### EXERCISE TASK
Can you write out each of the lines below, character for character?

#### GIVEN INFORMATION

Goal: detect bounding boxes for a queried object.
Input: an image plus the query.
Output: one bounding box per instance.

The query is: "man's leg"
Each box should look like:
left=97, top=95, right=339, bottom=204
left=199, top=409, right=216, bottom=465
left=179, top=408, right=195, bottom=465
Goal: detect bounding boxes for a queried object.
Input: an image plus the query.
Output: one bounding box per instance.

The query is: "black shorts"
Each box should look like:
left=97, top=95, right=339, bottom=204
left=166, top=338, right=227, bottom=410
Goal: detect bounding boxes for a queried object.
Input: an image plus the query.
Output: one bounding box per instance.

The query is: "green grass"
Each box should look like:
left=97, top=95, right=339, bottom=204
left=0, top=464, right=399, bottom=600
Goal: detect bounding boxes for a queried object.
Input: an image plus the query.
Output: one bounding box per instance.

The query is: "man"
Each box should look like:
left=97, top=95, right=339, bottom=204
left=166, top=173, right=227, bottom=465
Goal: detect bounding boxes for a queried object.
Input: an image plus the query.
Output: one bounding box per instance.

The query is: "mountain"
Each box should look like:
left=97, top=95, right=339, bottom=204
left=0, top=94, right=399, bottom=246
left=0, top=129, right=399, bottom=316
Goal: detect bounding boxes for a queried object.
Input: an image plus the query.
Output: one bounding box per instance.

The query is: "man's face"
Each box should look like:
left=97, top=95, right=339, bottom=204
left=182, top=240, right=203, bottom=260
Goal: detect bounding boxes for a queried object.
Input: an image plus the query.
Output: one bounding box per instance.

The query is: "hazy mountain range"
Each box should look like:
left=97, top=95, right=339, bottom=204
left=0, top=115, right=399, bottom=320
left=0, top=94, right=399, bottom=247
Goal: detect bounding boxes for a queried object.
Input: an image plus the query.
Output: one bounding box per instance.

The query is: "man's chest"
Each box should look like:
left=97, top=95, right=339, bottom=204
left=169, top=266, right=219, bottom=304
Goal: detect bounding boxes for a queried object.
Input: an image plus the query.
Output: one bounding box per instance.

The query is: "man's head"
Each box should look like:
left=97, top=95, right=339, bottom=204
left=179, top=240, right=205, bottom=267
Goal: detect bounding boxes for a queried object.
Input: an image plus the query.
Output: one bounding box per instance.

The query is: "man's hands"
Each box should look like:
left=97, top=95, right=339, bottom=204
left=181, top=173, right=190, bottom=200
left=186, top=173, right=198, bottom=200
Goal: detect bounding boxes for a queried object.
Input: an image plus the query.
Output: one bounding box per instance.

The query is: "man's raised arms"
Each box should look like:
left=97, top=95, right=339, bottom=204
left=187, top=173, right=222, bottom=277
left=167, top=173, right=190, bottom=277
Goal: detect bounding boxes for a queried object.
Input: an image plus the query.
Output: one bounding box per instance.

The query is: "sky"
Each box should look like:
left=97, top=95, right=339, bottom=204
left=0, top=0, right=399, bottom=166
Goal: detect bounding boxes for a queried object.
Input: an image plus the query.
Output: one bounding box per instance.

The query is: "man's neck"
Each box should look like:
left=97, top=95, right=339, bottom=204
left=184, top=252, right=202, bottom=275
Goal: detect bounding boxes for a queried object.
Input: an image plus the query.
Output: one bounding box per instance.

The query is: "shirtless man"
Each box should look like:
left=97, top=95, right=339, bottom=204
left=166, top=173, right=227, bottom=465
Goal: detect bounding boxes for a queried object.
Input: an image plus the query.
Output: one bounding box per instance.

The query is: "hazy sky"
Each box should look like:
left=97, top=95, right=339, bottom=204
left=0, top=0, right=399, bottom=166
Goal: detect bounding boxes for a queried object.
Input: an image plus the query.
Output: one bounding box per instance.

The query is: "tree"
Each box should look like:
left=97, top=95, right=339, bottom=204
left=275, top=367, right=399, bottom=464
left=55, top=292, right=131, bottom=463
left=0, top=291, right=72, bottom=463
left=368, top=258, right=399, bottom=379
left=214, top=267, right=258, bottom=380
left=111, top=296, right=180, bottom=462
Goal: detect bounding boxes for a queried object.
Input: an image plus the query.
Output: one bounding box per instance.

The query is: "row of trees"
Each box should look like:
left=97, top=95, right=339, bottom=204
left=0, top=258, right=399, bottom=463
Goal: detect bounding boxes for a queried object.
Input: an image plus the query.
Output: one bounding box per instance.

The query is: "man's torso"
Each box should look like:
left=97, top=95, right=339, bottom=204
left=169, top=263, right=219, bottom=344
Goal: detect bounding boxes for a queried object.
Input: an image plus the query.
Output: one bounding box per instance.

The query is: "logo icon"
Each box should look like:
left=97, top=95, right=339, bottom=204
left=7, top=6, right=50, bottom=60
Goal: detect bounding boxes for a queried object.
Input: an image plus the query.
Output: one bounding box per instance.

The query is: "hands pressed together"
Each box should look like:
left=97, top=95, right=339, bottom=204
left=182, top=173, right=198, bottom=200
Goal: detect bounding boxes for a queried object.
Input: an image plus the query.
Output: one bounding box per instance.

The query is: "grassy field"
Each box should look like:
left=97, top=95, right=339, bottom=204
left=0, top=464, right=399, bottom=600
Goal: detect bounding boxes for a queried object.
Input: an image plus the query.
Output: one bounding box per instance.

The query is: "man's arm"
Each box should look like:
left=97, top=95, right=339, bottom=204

########

### OUTPUT OF THE EXERCISE
Goal: detect bounding boxes for a queried object.
Input: an image plus the query.
Output: one bounding box per instance.

The query is: "man's leg"
Each box should look like:
left=97, top=95, right=339, bottom=204
left=199, top=409, right=216, bottom=465
left=179, top=408, right=195, bottom=465
Goal: detect bounding boxes for a queried object.
Input: an image plus the query.
Output: one bounding box per instance.

The query is: "black shorts"
Each box should look like:
left=97, top=95, right=339, bottom=204
left=166, top=338, right=227, bottom=410
Goal: detect bounding boxes for a queried object.
Input: an image plus the query.
Output: one bounding box per instance.

The query is: "green grass"
Each box should look like:
left=97, top=95, right=339, bottom=204
left=0, top=464, right=399, bottom=600
Goal: detect bounding boxes for a queried object.
Input: an image plus the query.
Output: one bounding box per instance.

The query is: "man"
Each box should look like:
left=97, top=95, right=339, bottom=204
left=166, top=173, right=227, bottom=465
Goal: detect bounding boxes for a queried object.
Input: an image plus the query.
Output: one bounding box per instance.

The query is: "mountain"
Each box should look like:
left=97, top=95, right=339, bottom=204
left=0, top=94, right=399, bottom=246
left=0, top=129, right=399, bottom=316
Goal: detect bounding boxes for a queried object.
Input: an image plus the query.
Output: one bounding box per instance.

The query is: "man's face"
Each box should look like:
left=97, top=95, right=339, bottom=204
left=182, top=240, right=203, bottom=260
Goal: detect bounding boxes for a queried object.
Input: an image plus the query.
Output: one bounding box per instance.

The query is: "hazy mountain range"
Each box should look like:
left=97, top=95, right=339, bottom=204
left=0, top=115, right=399, bottom=320
left=0, top=94, right=399, bottom=247
Goal: detect bounding boxes for a queried object.
Input: an image plus the query.
Output: one bounding box per instance.

The query is: "man's chest"
Each box should look like:
left=97, top=95, right=339, bottom=204
left=169, top=266, right=219, bottom=304
Goal: detect bounding boxes for a queried object.
Input: an image plus the query.
Output: one bounding box per instance.

The query is: "man's head"
Each box should look like:
left=97, top=95, right=339, bottom=204
left=179, top=240, right=205, bottom=267
Goal: detect bounding boxes for a queried object.
Input: an image plus the query.
Output: one bounding box per instance.

The query is: "man's hands"
Each box should look like:
left=97, top=95, right=339, bottom=204
left=181, top=173, right=190, bottom=200
left=186, top=173, right=198, bottom=200
Goal: detect bounding boxes for a queried object.
Input: an image plus the query.
Output: one bounding box per instance.

The query is: "man's raised arms"
Each box should look like:
left=97, top=95, right=339, bottom=204
left=187, top=173, right=222, bottom=277
left=167, top=173, right=190, bottom=277
Goal: detect bounding boxes for a queried object.
Input: an image plus the query.
Output: one bounding box per instance.

The query is: "sky"
Each box should look like:
left=97, top=95, right=339, bottom=204
left=0, top=0, right=399, bottom=166
Goal: detect bounding boxes for a queried object.
Input: an image plus the query.
Output: one bounding box per instance.

The query is: "man's neck"
Each box should look like:
left=97, top=95, right=339, bottom=204
left=184, top=252, right=202, bottom=275
Goal: detect bounding boxes for a queried object.
Input: an image plus the query.
Output: one bounding box per instance.

The query is: "shirtless man"
Each box should look like:
left=97, top=95, right=339, bottom=204
left=166, top=173, right=227, bottom=465
Goal: detect bounding boxes for a queried object.
Input: an image plus the query.
Output: one bounding box per instance.

The query is: "hazy sky"
Each box should look like:
left=97, top=95, right=339, bottom=204
left=0, top=0, right=399, bottom=166
Goal: detect bounding boxes for a queried object.
Input: an image plus the query.
Output: one bounding box per instance.

The query is: "tree"
Each box should look like:
left=97, top=95, right=339, bottom=204
left=275, top=367, right=399, bottom=464
left=55, top=292, right=131, bottom=463
left=0, top=291, right=72, bottom=463
left=368, top=258, right=399, bottom=379
left=214, top=267, right=258, bottom=380
left=111, top=296, right=180, bottom=462
Goal: detect bounding boxes for a queried object.
Input: an image plus the query.
Output: one bounding box per instance.

The query is: "row of trees"
Each box should look like:
left=97, top=95, right=339, bottom=204
left=0, top=258, right=399, bottom=463
Goal: detect bounding boxes for a queried object.
Input: an image plus the query.
Output: one bounding box per instance.

The query is: "man's torso"
Each box should look like:
left=97, top=95, right=339, bottom=204
left=169, top=263, right=219, bottom=344
Goal: detect bounding boxes for a queried object.
Input: an image plus the query.
Output: one bounding box per instance.

The query is: "logo icon"
Each box should look like:
left=97, top=95, right=339, bottom=204
left=7, top=6, right=50, bottom=60
Goal: detect bounding boxes for a queried object.
Input: an image plus the query.
Output: one bounding box per instance.

The query is: "hands pressed together"
Each box should look like:
left=97, top=95, right=339, bottom=204
left=182, top=173, right=198, bottom=200
Goal: detect bounding boxes for a queried object.
Input: an image plus the query.
Output: one bounding box per instance.

The query is: "grassy field"
Each box should look like:
left=97, top=95, right=339, bottom=204
left=0, top=464, right=399, bottom=600
Goal: detect bounding boxes for a queried object.
Input: an image plus the query.
Output: one bounding box per instance.

The query is: "man's arm"
Each box should look like:
left=97, top=95, right=339, bottom=204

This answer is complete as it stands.